If an entry holds a picture, drop the picture but restate the entry word for word.

PROVIDED DATA Start Marker

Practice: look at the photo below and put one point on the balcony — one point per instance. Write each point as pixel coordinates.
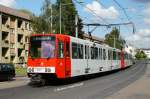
(12, 52)
(5, 43)
(5, 59)
(20, 30)
(12, 38)
(5, 28)
(20, 45)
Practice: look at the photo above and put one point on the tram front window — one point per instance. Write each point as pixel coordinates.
(42, 47)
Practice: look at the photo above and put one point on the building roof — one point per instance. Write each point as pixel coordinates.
(95, 38)
(14, 12)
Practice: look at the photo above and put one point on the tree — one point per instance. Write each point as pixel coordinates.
(42, 22)
(140, 55)
(113, 39)
(68, 17)
(26, 11)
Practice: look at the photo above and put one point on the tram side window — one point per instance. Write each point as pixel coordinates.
(92, 52)
(86, 52)
(77, 51)
(104, 54)
(67, 50)
(109, 55)
(80, 51)
(74, 51)
(60, 49)
(119, 55)
(96, 53)
(99, 53)
(114, 55)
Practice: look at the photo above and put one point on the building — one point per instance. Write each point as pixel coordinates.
(15, 29)
(96, 39)
(130, 49)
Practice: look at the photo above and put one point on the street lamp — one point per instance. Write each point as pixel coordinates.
(60, 13)
(76, 18)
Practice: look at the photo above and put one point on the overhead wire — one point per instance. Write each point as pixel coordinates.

PROVIDED DATA End Marker

#### OUTPUT OF THE TASK:
Practice: look at the photo below and put one point on the balcony — one point per instance. Write each point as pixel coordinates.
(12, 52)
(5, 43)
(5, 59)
(20, 30)
(12, 38)
(5, 28)
(20, 45)
Practice: look at the photo above and put one point on the tram front window — one point per instance. Write each point as pixel coordinates.
(42, 47)
Practice: look at the photo above and put one point on the building roof — one point per instance. Write each point as pixel coordinates.
(95, 38)
(14, 12)
Practice: look at the photo above and put one point on the tree — one point per instance. Write each point as pixel coordinates.
(42, 22)
(140, 55)
(113, 39)
(68, 17)
(26, 11)
Practice: look at the photo above and put one point on the tram side window — one point per instance. Write each point as pixel coordinates.
(92, 52)
(86, 52)
(77, 51)
(104, 54)
(67, 50)
(109, 55)
(80, 51)
(74, 51)
(60, 49)
(119, 55)
(96, 53)
(99, 53)
(114, 55)
Practice: look at the photo above and put one point on the building — one point per instance. Write each point as pixel coordinates.
(15, 29)
(96, 39)
(130, 49)
Practice: look at the photo above and put one point on the street lamp — one point per instance. Write each point as pixel coordinates.
(60, 13)
(76, 18)
Practice: look at the photo above and put one point on the overhead wire — one point per instance. Write each point as pixel coordinates.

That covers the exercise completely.